# [Requirements]
Report each line in the entries below that contains the word "hind", copying every such line in full.

(Point annotation records)
==========

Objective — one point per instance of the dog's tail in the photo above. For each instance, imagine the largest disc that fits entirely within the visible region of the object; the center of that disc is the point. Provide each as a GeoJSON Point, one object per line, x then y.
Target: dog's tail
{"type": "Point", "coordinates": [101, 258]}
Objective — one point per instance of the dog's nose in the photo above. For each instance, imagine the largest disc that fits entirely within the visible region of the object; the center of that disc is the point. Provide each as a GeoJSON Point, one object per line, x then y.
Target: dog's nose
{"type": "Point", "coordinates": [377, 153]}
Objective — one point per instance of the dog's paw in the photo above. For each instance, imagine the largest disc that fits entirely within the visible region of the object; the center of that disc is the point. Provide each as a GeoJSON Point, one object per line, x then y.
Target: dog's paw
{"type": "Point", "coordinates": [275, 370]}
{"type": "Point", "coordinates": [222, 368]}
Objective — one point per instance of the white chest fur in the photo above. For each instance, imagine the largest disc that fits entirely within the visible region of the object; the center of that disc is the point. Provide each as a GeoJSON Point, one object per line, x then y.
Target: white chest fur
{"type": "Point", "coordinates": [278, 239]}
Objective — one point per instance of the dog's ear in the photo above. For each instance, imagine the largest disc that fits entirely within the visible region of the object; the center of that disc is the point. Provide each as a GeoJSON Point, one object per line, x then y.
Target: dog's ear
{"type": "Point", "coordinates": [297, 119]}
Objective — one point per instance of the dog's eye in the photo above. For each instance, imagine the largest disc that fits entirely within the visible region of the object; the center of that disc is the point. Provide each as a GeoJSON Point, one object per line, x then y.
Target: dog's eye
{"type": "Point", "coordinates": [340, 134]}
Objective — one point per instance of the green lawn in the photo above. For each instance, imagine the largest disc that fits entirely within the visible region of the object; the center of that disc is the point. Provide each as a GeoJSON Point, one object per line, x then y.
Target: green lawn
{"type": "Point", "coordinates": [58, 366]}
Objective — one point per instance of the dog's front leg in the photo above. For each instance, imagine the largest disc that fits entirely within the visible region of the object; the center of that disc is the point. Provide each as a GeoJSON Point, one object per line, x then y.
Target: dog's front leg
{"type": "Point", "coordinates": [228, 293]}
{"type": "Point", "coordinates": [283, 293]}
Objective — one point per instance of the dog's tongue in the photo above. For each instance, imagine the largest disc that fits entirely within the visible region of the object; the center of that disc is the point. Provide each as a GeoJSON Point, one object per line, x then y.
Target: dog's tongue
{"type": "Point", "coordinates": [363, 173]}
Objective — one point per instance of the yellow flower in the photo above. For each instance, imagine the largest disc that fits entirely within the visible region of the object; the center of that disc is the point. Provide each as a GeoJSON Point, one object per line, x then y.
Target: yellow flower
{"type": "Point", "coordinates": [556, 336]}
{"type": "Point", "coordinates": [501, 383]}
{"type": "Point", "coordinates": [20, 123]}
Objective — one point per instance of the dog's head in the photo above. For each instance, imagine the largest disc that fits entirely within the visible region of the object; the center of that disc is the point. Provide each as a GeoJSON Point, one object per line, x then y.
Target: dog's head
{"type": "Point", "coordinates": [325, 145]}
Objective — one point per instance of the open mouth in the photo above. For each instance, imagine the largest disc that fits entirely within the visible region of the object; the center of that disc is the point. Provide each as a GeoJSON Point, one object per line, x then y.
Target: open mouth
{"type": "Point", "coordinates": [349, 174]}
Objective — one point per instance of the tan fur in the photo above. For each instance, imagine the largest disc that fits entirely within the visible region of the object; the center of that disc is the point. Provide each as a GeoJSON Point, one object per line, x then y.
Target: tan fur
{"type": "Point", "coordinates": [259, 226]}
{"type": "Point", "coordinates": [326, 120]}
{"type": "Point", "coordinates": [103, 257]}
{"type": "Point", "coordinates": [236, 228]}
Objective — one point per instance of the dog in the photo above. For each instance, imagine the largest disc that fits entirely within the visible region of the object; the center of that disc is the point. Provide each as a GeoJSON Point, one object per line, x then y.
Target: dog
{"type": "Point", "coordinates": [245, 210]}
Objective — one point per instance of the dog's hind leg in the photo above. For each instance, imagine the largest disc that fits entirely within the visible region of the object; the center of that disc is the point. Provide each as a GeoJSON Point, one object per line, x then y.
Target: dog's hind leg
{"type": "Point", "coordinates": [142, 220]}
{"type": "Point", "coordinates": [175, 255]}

==========

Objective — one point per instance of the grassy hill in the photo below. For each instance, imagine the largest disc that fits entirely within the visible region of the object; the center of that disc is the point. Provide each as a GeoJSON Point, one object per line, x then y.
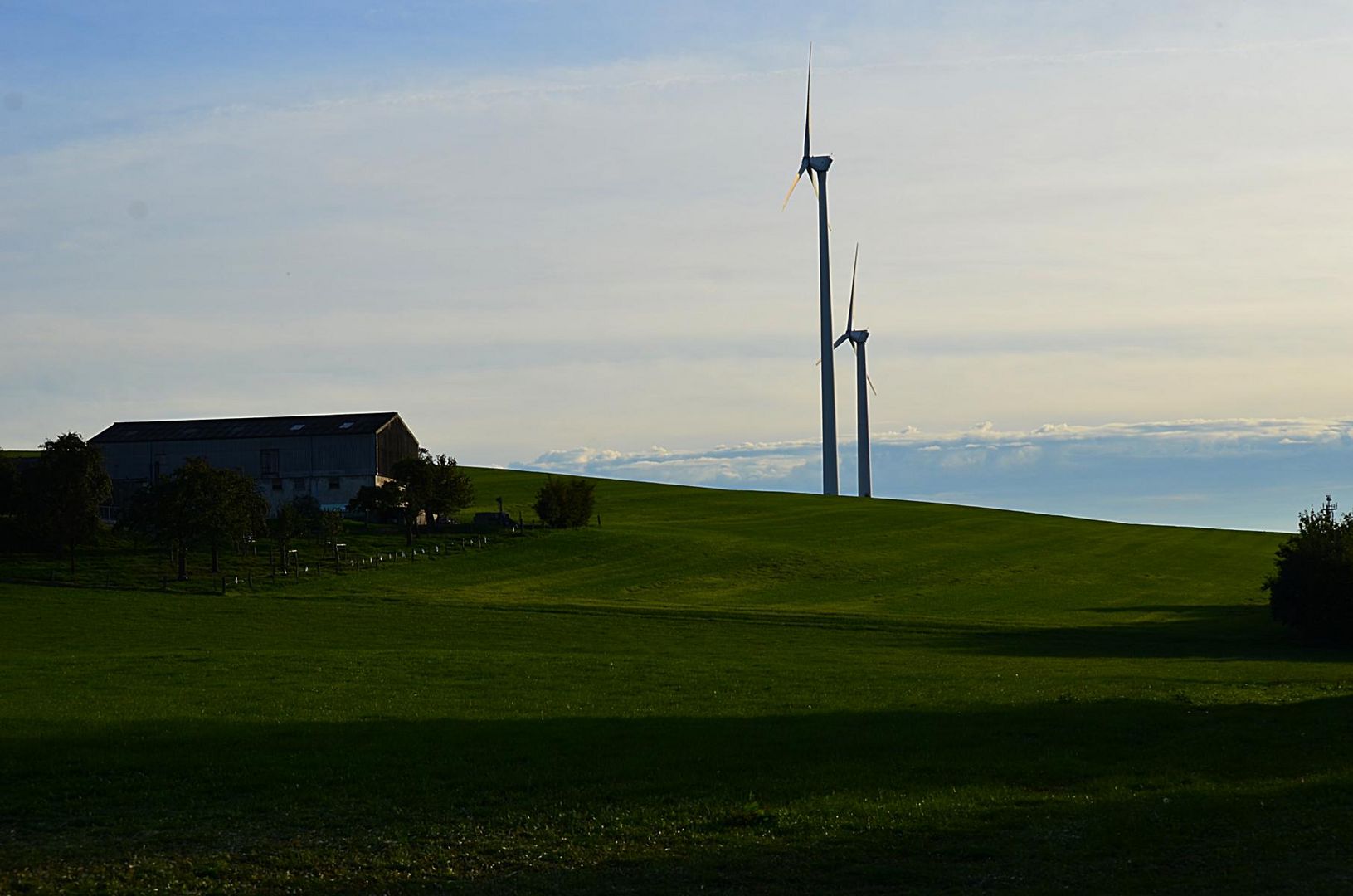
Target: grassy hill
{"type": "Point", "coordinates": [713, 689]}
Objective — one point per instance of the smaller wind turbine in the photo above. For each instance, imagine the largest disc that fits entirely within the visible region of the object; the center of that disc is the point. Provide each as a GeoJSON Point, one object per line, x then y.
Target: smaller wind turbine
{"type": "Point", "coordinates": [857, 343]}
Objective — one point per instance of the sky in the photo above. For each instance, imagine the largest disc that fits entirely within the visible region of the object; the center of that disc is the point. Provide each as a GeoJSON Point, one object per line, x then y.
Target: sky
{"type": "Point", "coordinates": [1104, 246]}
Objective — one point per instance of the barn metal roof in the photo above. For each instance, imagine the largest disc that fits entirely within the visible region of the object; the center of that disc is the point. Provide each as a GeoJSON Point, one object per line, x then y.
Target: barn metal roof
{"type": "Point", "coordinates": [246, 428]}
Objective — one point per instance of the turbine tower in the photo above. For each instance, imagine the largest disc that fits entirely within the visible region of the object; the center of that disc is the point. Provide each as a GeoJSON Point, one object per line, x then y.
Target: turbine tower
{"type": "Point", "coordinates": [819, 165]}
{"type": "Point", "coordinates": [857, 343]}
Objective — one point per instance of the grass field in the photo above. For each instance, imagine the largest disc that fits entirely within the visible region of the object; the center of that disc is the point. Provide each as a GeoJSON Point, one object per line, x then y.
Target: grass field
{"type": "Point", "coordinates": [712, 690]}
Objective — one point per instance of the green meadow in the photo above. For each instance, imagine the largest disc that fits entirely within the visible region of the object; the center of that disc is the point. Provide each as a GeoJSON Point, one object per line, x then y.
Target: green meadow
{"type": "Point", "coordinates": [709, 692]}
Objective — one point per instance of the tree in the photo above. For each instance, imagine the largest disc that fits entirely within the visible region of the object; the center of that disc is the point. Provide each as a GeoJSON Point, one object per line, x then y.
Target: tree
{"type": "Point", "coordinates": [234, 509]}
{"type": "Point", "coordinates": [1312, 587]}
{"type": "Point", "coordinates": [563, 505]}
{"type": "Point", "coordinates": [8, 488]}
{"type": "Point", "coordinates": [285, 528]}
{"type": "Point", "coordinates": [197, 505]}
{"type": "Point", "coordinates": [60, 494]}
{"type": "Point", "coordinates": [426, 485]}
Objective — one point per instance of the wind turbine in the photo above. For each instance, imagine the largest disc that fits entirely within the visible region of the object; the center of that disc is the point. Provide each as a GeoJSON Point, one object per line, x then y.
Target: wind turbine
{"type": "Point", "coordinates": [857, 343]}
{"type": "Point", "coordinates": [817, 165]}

==========

# [Solution]
Objective — one point per instance of the dog's hind leg in the photo above. For each instance, imagine the largest disc that fits entirely within the visible region of the object; the center of that disc is the point. Provide each as a GeoJSON Point, one object per line, x then y.
Target: dog's hind leg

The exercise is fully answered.